**EXERCISE REQUIREMENTS:** Determine how many lines in the records hold "person", and give that number with nothing added.

┄┄┄┄┄┄┄┄┄┄

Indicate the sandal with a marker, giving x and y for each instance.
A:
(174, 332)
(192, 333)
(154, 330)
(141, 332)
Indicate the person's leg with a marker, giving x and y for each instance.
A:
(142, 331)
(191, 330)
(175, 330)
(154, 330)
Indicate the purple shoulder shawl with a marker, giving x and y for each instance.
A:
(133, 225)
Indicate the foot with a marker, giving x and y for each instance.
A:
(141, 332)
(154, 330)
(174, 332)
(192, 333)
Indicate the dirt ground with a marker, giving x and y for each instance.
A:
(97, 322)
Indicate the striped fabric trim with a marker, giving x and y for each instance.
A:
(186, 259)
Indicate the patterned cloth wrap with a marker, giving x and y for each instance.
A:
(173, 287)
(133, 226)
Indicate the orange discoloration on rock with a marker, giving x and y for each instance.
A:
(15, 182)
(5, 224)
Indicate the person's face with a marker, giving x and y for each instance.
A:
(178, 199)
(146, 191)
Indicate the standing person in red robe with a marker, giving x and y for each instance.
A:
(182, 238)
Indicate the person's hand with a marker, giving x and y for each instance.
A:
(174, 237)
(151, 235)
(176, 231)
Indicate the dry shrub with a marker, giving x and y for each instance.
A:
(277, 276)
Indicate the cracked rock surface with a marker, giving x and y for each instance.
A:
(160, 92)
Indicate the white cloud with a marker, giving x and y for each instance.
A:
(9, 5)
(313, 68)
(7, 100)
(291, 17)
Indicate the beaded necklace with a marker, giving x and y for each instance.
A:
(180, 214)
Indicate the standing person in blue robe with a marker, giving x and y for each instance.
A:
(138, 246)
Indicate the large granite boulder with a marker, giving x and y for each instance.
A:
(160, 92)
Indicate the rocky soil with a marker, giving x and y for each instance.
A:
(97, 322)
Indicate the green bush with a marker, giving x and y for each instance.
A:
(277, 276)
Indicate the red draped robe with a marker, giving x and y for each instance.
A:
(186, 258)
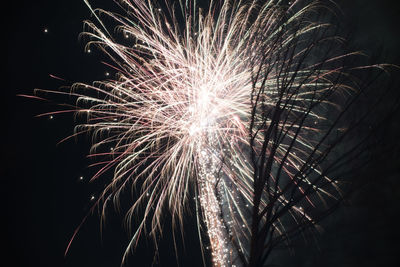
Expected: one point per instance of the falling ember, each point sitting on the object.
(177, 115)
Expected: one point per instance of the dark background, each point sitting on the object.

┄┄┄┄┄┄┄┄┄┄

**ANSWER FOR THIS EXERCISE:** 5